Alıntılanan Metin>
»»
Kitabı okurken hep nasıl biteceğini merak ettim doğrusu, tahminlerim de vardı, elim yüreğimde okudum desem yeridir. Son iki bölümde resmen yalvarıyordum yazara, ne olur şöyle bitmesin, böyle bitsin diye…

Ve o son sözler, o son sır, işte o beni iyice bitirdi… Bu nefis kitaba yakışan bir son oldu…

Bu yazıyı bitirmeden önce kitabın yazarı Katja Millay ile yapılmış röpörtajlardan öğrendiğim birkaç bilgiyi aktarmak istiyorum sizlere.
««
Gösterilen Veriler>
»»
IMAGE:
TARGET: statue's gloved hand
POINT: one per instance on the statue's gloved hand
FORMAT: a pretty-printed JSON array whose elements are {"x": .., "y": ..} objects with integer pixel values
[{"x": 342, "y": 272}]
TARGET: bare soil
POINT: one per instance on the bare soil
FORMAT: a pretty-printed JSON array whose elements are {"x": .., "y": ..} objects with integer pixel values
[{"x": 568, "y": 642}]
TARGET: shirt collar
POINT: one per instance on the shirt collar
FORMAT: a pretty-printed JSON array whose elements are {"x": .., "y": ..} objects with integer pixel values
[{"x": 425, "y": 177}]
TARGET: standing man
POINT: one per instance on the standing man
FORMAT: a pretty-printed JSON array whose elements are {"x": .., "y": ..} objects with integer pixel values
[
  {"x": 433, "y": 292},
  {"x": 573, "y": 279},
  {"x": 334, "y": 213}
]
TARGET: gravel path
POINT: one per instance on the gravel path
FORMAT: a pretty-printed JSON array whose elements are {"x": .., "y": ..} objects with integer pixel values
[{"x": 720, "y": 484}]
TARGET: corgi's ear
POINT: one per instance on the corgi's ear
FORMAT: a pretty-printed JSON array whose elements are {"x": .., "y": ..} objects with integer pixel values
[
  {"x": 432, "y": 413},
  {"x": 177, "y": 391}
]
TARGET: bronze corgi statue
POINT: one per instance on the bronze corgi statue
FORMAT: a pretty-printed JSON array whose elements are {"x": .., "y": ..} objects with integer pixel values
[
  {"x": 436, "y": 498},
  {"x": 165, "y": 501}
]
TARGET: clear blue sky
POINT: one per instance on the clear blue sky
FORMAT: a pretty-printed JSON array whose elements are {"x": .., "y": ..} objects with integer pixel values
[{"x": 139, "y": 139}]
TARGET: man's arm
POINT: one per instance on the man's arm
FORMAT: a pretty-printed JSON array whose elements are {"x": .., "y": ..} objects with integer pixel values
««
İstenenler>
A: Alıntılanan metne göre şu soruları yanıtlayın:
(i) Kitabın sonunda okuru iyice bitiren neydi?
(ii) Kitabın yazarının adı nedir?
(iii) Okur son iki bölümde yazara ne yapıyordu?
B: Alıntılanan metnin "Ve o son sözler, o" ile "bilgiyi aktarmak istiyorum sizlere." arasındaki kısmını, bu ifadeler de dahil olmak üzere aynen yineleyin.
C: Alıntılanan metinde "Kitabı okurken hep" diye başlayan paragrafı, ana bilgilerini koruyarak daha kısa biçimde yeniden yazın.
Verilere gerek yoktur.

Nihai Sonuçlar>
A:
(i) O son sözler ve o son sır.
(ii) Katja Millay.
(iii) Kitabın şöyle değil de böyle bitmesi için resmen yalvarıyordu.

B:
Ve o son sözler, o son sır, işte o beni iyice bitirdi… Bu nefis kitaba yakışan bir son oldu…

Bu yazıyı bitirmeden önce kitabın yazarı Katja Millay ile yapılmış röpörtajlardan öğrendiğim birkaç bilgiyi aktarmak istiyorum sizlere.

C: Okurken kitabın nasıl biteceğini hep merak ettim, tahminlerim de vardı ve kitabı heyecanla okudum. Son iki bölümde kitabın istediğim gibi bitmesi için yazara resmen yalvarıyordum.